Consigne: Recopiez intégralement les lignes allant de celle qui contient « of the second » jusqu'à celle qui contient « Target: small cottage », bornes incluses, en ajustant de -137 chaque coordonnée des réponses. Laissez les images de côté.

Les données:
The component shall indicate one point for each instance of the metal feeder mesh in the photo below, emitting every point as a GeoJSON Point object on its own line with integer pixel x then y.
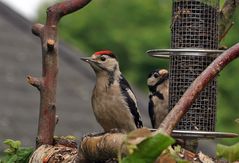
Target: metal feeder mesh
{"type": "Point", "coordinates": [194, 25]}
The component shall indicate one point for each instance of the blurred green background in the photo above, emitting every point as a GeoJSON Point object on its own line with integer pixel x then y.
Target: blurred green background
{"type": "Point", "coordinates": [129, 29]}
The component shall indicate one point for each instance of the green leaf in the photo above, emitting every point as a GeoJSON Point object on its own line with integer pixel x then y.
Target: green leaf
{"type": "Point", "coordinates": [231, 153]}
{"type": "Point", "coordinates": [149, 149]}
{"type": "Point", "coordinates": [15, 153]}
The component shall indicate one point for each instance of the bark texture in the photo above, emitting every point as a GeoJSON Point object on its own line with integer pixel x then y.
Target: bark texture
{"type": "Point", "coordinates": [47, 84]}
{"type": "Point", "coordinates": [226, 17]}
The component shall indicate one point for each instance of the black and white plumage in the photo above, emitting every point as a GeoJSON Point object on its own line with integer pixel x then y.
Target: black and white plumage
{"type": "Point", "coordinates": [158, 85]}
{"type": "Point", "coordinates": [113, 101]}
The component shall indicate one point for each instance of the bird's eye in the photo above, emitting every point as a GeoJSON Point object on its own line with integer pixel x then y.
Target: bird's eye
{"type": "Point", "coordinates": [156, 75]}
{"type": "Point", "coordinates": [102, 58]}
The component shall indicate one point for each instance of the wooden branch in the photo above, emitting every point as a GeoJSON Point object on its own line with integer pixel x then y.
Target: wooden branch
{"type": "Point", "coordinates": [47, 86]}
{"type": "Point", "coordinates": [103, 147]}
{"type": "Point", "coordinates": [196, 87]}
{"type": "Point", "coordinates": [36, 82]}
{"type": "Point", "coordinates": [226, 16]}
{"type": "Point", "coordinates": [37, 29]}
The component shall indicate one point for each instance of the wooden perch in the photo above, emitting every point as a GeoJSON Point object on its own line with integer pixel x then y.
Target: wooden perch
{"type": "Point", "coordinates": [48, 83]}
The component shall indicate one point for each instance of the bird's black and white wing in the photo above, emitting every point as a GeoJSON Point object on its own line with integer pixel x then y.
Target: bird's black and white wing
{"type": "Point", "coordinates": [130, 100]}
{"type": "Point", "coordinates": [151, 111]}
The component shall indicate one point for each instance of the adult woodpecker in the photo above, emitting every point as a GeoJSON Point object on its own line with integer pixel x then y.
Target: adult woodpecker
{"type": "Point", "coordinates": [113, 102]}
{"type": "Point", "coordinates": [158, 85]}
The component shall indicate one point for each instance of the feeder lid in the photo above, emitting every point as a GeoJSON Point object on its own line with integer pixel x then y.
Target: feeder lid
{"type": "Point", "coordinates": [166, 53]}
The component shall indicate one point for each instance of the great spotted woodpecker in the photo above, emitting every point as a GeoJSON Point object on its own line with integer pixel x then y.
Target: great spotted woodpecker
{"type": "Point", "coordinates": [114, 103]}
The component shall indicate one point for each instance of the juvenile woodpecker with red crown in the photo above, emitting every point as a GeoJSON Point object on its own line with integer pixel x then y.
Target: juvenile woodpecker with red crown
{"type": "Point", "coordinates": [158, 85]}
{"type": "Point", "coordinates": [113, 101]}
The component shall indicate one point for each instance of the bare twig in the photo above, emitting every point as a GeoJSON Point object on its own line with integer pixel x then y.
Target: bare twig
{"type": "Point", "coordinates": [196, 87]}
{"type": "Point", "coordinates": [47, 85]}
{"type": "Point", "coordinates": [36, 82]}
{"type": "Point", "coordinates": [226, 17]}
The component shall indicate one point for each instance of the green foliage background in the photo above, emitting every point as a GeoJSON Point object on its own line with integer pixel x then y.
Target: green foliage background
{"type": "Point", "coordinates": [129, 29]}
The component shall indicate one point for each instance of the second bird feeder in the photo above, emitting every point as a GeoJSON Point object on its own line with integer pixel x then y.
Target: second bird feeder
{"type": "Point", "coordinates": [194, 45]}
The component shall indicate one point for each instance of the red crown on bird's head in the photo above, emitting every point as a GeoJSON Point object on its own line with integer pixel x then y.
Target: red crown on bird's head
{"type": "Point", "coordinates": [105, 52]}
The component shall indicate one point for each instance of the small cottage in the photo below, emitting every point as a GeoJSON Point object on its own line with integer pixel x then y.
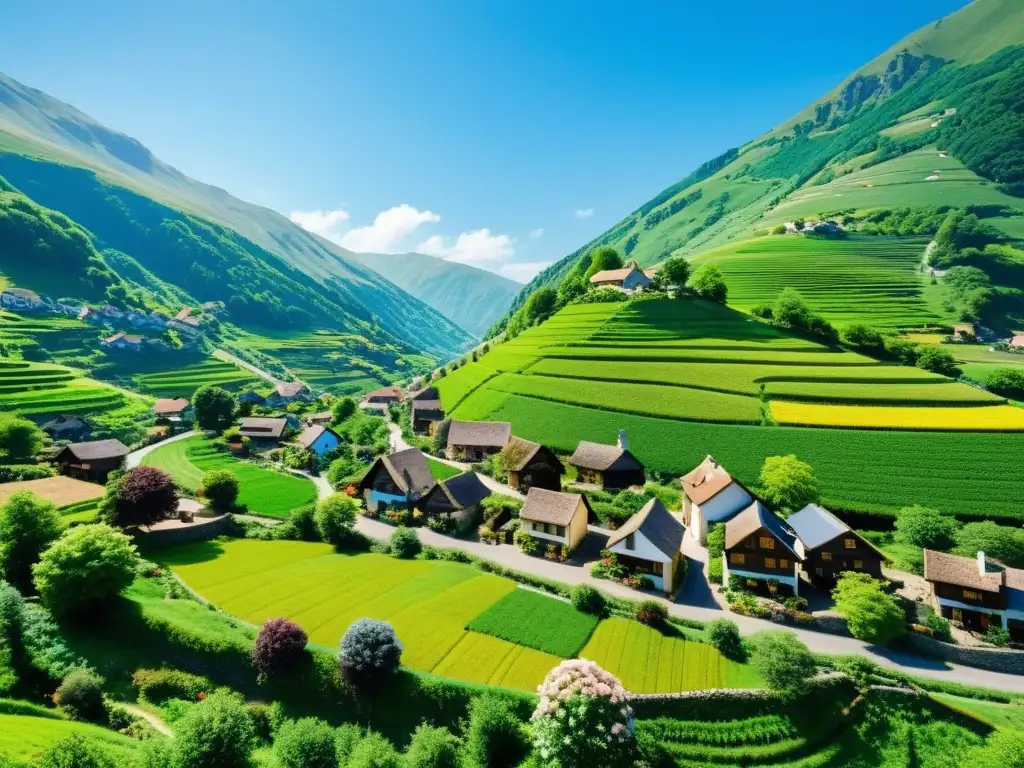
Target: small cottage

...

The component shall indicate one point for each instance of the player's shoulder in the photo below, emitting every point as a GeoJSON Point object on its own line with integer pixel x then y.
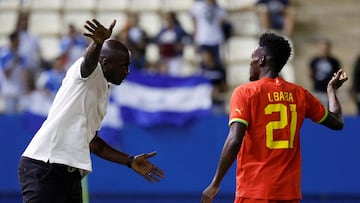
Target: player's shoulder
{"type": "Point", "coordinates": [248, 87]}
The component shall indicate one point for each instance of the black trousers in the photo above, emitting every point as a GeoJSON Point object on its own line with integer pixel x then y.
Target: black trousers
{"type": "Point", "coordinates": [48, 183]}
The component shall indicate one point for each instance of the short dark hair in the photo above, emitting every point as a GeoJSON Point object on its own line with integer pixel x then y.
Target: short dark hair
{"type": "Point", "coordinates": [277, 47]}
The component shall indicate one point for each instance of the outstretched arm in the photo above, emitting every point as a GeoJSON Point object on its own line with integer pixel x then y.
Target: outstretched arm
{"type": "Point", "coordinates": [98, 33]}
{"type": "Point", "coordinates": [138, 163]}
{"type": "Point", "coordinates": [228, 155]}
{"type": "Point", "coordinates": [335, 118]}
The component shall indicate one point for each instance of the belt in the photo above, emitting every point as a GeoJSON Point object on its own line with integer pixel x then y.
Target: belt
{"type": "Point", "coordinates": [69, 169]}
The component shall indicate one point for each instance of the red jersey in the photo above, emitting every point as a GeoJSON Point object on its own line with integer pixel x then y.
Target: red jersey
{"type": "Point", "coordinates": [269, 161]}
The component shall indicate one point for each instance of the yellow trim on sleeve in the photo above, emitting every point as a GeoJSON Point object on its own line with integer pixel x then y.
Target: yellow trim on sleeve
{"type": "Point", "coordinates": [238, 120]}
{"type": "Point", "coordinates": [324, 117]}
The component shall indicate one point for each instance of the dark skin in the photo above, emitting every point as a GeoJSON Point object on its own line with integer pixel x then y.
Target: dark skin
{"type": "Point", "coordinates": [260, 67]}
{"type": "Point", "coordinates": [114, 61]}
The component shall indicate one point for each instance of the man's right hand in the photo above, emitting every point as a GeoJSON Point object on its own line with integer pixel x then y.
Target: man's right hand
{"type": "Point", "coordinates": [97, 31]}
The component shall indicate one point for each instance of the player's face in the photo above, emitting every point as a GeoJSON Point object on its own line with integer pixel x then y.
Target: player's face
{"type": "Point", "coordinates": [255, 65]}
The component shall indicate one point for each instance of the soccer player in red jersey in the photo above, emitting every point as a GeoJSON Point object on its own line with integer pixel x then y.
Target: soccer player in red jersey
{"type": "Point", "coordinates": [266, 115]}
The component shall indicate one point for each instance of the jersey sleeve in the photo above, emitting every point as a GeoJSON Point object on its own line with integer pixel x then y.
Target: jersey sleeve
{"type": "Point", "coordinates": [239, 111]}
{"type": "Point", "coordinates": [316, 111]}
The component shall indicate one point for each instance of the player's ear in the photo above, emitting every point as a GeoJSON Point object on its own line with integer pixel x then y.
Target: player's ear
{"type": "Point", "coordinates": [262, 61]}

Résultat ci-dessous:
The component shall indicate one point for each instance of the second bird feeder in the photo above, emitting every point as a GeoJSON Point object on its own line with integer pixel x then y.
Target: second bird feeder
{"type": "Point", "coordinates": [57, -92]}
The component shall indicate one point for each instance of the red crown on bird's head in the photo above, emitting every point as a GeoJSON Point object on its own line with integer pixel x then y.
Target: red crown on bird's head
{"type": "Point", "coordinates": [-32, -85]}
The component shall indicate one point for each instance of the small cottage in the photo below, emitting every point as a GeoJSON Point object on its own line with integer pixel x then y.
Target: small cottage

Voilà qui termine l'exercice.